=== LISTA DE TAREFAS ===
**1)** Copie do trecho fornecido a passagem que vai de "Com a promulgação" a "pela lei 12.973/14.".
**2)** Segundo o trecho fornecido, por quais tributos o Art. 30 da lei 12.973/14 determinava que as subvenções para investimento não seriam tributadas?

=== TRECHO FORNECIDO ===
>>>

Com a promulgação da lei 14.789/23, uma alteração significativa ocorreu para as empresas optantes pelo Lucro Real que se beneficiam de incentivos fiscais do ICMS, especialmente do crédito presumido, o que certamente aumentará a carga tributária para essas pessoas jurídicas.

sexta-feira, 16 de fevereiro de 2024

Atualizado às 14:21

Até o final de 2023, as empresas que tinham o direito de usufruir de incentivos fiscais estaduais, especialmente relacionados ao ICMS, tinham a prerrogativa de não tributar esses incentivos. Isso se devia ao fato de que tais incentivos não eram considerados receitas tributáveis para a empresa, conforme estabelecido pela lei 12.973/14.

Segundo a legislação, os incentivos fiscais eram conhecidos como subvenções para investimento se o contribuinte cumprisse com alguns critérios contábeis e fiscais, sendo os principais: contabilização desses valores em uma conta separada no patrimônio líquido e a não distribuição como lucro para sócios ou acionistas, ou seja, essa receita oriunda dos incentivos fiscais deveria ser reinvestida na sociedade. 

Nesse sentido, o Art. 30 da lei 12.973/14 determinava que as subvenções para investimento não seriam tributadas pelo IRPJ e pela CSLL, o que trazia uma redução de carga tributária muito relevante para as empresas contribuintes do Lucro Real, pois, essas receitas, se observados os critérios legais, seriam uma exclusão na apuração dos tributos, reduzindo significativamente o valor devido à União.

<<<

=== MATERIAL FORNECIDO ===
>>>

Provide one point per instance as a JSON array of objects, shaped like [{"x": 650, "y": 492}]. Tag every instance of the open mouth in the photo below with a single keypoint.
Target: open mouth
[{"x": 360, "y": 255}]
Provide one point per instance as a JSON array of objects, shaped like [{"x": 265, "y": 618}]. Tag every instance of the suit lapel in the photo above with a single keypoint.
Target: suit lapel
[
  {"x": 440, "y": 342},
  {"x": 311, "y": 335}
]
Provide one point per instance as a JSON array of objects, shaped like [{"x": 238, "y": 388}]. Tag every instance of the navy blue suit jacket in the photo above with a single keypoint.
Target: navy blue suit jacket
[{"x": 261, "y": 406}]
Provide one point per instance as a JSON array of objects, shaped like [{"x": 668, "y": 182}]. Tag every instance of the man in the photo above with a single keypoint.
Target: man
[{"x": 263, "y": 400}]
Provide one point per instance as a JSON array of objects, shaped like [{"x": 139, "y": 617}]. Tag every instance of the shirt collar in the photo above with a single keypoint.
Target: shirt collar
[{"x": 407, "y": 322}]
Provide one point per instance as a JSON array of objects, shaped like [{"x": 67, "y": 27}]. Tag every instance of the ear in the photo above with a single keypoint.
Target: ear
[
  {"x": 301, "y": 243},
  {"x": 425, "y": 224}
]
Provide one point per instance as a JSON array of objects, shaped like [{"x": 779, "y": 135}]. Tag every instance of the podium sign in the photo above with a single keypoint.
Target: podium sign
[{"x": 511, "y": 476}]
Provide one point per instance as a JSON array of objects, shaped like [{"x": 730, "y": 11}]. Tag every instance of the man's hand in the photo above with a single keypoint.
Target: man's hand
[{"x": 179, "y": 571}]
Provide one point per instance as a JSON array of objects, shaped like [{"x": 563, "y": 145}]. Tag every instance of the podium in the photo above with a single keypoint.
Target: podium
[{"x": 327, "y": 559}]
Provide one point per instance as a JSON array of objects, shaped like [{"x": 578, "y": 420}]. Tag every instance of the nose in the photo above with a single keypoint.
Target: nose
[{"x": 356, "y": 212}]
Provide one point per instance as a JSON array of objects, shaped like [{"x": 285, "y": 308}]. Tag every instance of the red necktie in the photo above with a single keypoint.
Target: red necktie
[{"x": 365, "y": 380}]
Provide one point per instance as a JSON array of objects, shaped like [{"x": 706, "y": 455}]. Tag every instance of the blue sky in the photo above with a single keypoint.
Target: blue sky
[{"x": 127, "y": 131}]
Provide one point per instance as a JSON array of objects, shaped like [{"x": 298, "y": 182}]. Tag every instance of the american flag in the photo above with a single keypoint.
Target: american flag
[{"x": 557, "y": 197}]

<<<

=== LISTA DE SOLUÇÕES ===
**1)**
Com a promulgação da lei 14.789/23, uma alteração significativa ocorreu para as empresas optantes pelo Lucro Real que se beneficiam de incentivos fiscais do ICMS, especialmente do crédito presumido, o que certamente aumentará a carga tributária para essas pessoas jurídicas.

sexta-feira, 16 de fevereiro de 2024

Atualizado às 14:21

Até o final de 2023, as empresas que tinham o direito de usufruir de incentivos fiscais estaduais, especialmente relacionados ao ICMS, tinham a prerrogativa de não tributar esses incentivos. Isso se devia ao fato de que tais incentivos não eram considerados receitas tributáveis para a empresa, conforme estabelecido pela lei 12.973/14.

**2)** Pelo IRPJ e pela CSLL.